━━━━━ EXCERPTED TEXT
This just adds my 2001 car trauma list. Never have I had a year like this before. I dented the side of my car in the office parking lot. I got a speeding ticket. I was involved in a slight fender bender. Flying big-rig parts have slamed into my car, and to top it off, I have now been rear ended. Oh, there have been two parking tickets too. Considered in isolation, each incident is easily explained, but I can't help but look at the bigger picture and wonder "what the hell is going on?"
Wednesday, December 19, 2001
 
I'M wasting all those precious overtime hours by coming to work late. Last night, Rob finally got me out of his house at around 2:30am. He said "Goodnight, you obsessed bastard."

While everything was getting printed out, I killed time hanging out with Rob and his roomies. It was odd. I've forgotten how to have friendly-boy-banter. The kind where 90% of what comes out is sarcastic, a mild insult or in a funny voice. It reminded me of college when Rob and I lived together. Yet for last night, I forgot how to respond! I've been on polite-family-mode for so long that I wasn't quick enough to play along.


Maybe I was just tired and on the verge of getting sick.
Tuesday, December 18, 2001
 
YUCK. I am left unimpressed with my posts for the past few days. My critique would be, "boring but at least they are short."

I went to the Pasadena Municipal Court this morning to get a traffic school extension. While waiting for my 10 seconds before the judge, I was privileged to watch at least an hours worth of small claims court cases. The worst one involved an improperly sold car, payment schedule requests, and a divorced husband and wife. The entire court was "oooo-ing" and "aahhhh-ing" like a Jerry Springer show.
━━━━━━━━━━
━━━━━ DATA PROVIDED
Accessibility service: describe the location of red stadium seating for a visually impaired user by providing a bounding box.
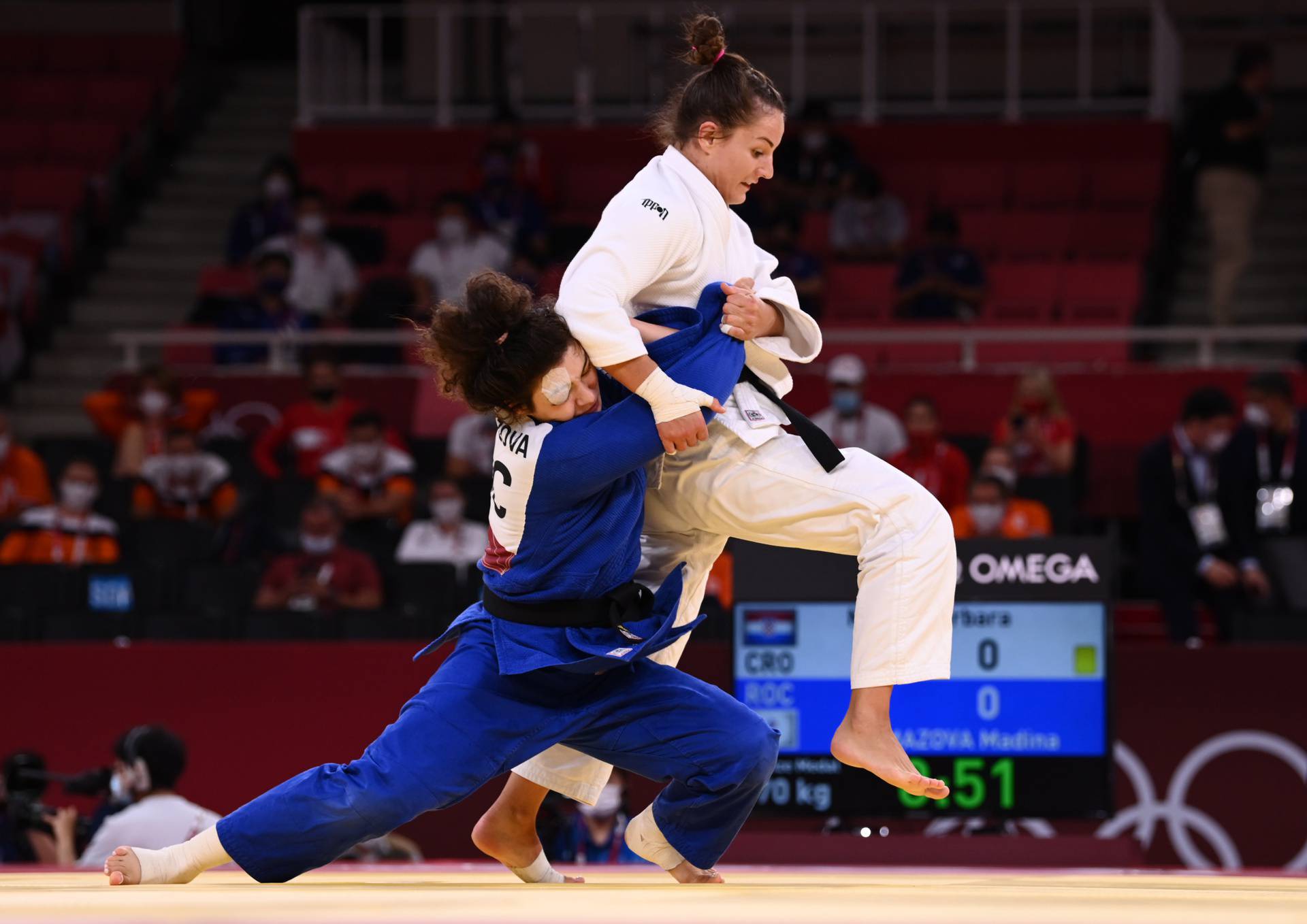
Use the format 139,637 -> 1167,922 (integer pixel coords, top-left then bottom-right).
━━━━━━━━━━
WORK TO COMPLETE:
1) Repeat the passage of the blog excerpt from "Wednesday, December 19, 2001" up to and including "to play along.".
2) In the blog excerpt, which court did the writer visit to get a traffic school extension?
3) Write the next part of the blog excerpt, picking up after its final sentence.

EXPECTED OUTPUTS:
1)
Wednesday, December 19, 2001
 
I'M wasting all those precious overtime hours by coming to work late. Last night, Rob finally got me out of his house at around 2:30am. He said "Goodnight, you obsessed bastard."

While everything was getting printed out, I killed time hanging out with Rob and his roomies. It was odd. I've forgotten how to have friendly-boy-banter. The kind where 90% of what comes out is sarcastic, a mild insult or in a funny voice. It reminded me of college when Rob and I lived together. Yet for last night, I forgot how to respond! I've been on polite-family-mode for so long that I wasn't quick enough to play along.

2) The Pasadena Municipal Court.

3)
now working on: staff report for conditional approval ~mulholland drive specific plan~
 
TODAY, we went to Mountain High. I originally avoided snowboarding because it was such a scene. While that may be still be true, I have discovered that it is also empirically a great thing to do. This sweet escape was just what I needed.

---------------

In a way I am glad I don't have cable. I'd be watching shows like Curb Your Enthusiasm way too much...

now playing: ever free ~ayumi hamasaki~
Sunday, December 16, 2001
 
YESTERDAY, what started out simply as a movie night turned out to be Old Town, The Standard, movie, party at Rob's, and The Brig. A bit more than I bargained for, but lots of fun. The Royal Tenenbaums was really good.

I met a nice guy who works for a tobacco company. He told me that if you smoke and work there, they give you 70 dollars a month for cigarettes. That's two cartons...a month.

---------------

Today, I got some bad news. Any emotional stress that I have been hiding all came rushing to the forefront, vomiting over all those around me. Sorry.

now playing: Useless ~Trash Can Sinatras~
Saturday, December 15, 2001
 
THINKING about taking a walk today. Is it too cold? It might be nice.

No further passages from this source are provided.